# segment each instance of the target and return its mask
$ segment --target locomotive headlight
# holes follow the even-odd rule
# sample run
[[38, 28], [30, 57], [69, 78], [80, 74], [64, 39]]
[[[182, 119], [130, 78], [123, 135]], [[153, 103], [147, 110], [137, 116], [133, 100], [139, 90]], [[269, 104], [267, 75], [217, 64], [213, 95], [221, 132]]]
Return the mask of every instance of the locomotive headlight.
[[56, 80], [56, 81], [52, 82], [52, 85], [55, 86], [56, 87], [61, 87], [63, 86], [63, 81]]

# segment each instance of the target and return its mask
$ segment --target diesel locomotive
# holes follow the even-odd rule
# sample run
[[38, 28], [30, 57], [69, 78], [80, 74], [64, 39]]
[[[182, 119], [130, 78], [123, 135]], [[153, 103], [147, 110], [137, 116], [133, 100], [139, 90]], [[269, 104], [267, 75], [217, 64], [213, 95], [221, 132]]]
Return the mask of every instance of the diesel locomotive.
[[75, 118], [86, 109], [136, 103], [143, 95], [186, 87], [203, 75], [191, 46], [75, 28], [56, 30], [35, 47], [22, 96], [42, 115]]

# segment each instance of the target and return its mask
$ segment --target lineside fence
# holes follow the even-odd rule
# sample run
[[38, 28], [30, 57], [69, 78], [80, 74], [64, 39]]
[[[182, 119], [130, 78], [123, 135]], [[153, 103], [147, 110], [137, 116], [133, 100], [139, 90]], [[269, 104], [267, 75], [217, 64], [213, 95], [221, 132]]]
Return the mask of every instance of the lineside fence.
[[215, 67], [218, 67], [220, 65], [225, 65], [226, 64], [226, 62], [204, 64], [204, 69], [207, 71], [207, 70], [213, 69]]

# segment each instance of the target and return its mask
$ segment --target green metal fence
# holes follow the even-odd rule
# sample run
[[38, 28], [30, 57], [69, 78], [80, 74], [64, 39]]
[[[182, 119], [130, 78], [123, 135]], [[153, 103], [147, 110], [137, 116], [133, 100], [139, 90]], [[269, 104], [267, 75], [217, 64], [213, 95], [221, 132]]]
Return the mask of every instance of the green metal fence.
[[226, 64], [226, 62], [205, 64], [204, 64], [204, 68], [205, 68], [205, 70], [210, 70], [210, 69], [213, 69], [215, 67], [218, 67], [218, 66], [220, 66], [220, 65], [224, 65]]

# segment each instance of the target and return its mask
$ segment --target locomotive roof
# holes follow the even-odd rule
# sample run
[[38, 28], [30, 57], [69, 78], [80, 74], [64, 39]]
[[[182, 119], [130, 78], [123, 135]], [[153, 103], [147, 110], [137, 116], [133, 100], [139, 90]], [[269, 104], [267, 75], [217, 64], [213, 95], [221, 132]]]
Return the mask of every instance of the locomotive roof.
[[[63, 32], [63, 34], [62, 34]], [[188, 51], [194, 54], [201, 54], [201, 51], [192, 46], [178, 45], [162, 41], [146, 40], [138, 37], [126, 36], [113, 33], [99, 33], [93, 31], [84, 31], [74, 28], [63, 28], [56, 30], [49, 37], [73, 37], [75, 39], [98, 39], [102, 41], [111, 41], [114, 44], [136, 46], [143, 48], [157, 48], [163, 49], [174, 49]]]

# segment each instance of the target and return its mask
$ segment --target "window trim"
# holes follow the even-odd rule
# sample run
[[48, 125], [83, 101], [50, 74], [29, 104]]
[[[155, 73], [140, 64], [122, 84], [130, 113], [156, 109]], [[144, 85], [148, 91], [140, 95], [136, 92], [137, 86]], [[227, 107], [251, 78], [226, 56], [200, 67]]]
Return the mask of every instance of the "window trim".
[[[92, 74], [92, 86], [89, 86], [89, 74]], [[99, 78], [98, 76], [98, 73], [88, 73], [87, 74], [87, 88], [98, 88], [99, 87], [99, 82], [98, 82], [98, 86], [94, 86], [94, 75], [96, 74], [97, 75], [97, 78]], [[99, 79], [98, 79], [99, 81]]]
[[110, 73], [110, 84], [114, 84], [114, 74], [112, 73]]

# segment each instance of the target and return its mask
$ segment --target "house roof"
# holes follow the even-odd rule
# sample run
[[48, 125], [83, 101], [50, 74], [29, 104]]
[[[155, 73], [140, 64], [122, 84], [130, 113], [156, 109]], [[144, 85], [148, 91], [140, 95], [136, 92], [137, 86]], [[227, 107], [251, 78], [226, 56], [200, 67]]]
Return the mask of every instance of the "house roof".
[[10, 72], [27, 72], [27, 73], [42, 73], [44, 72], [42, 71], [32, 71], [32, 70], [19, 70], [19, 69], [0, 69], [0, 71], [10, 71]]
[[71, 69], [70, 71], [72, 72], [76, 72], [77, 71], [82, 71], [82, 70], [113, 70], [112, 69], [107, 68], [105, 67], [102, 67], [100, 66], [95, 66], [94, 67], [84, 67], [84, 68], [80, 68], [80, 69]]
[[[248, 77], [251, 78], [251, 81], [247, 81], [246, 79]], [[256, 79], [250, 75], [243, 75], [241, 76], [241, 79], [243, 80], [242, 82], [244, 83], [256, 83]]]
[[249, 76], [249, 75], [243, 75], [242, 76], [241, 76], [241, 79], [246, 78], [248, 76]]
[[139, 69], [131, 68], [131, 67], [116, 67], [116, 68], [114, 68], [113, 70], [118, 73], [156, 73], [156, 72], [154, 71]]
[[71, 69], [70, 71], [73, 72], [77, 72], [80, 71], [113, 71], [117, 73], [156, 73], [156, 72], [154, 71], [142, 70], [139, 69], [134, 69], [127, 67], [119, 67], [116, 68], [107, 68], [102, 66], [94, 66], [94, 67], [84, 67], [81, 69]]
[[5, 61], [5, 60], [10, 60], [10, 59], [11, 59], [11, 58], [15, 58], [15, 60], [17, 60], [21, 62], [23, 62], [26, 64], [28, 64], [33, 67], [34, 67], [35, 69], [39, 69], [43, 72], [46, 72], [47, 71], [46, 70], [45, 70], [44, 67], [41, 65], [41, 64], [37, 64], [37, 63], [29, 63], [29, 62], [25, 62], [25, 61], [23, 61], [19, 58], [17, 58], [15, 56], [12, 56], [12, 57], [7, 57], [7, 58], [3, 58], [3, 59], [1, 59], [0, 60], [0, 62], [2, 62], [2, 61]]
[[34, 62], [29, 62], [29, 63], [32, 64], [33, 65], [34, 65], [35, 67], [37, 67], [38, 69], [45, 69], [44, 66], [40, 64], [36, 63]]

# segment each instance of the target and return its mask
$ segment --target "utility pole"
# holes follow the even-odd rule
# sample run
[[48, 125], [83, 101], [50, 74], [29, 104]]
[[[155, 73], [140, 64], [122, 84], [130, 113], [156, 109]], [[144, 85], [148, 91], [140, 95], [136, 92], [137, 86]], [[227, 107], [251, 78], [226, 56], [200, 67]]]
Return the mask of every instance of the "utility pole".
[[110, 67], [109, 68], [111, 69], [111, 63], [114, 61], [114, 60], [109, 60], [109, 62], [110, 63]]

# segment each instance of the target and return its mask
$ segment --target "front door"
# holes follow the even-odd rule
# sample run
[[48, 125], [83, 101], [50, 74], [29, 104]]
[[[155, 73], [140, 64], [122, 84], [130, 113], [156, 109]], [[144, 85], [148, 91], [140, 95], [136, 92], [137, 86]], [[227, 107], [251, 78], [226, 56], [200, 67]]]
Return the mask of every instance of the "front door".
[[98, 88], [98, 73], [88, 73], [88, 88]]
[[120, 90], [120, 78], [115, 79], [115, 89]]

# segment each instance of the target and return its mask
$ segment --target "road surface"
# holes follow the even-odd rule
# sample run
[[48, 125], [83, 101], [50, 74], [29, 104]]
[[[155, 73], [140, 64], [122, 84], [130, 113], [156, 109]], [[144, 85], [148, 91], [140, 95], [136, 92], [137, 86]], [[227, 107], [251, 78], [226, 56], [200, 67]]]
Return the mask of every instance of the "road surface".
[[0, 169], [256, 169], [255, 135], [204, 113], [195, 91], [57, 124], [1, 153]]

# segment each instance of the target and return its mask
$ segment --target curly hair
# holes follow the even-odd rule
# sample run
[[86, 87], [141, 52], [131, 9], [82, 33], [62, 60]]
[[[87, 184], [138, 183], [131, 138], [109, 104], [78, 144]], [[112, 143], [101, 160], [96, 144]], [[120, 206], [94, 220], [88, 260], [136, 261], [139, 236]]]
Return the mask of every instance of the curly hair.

——————

## EXERCISE PROMPT
Recast the material from its first line through the line containing "86], [63, 81]]", inclusive, as a numbered list with blank lines left out.

## COMPLETED EXERCISE
1. # segment each instance of the target and return its mask
2. $ segment --target locomotive headlight
3. # holes follow the even-odd rule
4. # sample run
5. [[38, 28], [30, 57], [69, 78], [80, 74], [64, 39]]
6. [[[182, 119], [130, 78], [123, 135]], [[153, 103], [147, 110], [137, 116], [133, 100], [139, 90]], [[269, 104], [267, 75], [217, 64], [213, 95], [221, 132]]]
7. Return the mask of every instance of the locomotive headlight.
8. [[56, 80], [56, 81], [52, 82], [52, 85], [55, 86], [56, 87], [61, 87], [63, 86], [63, 81]]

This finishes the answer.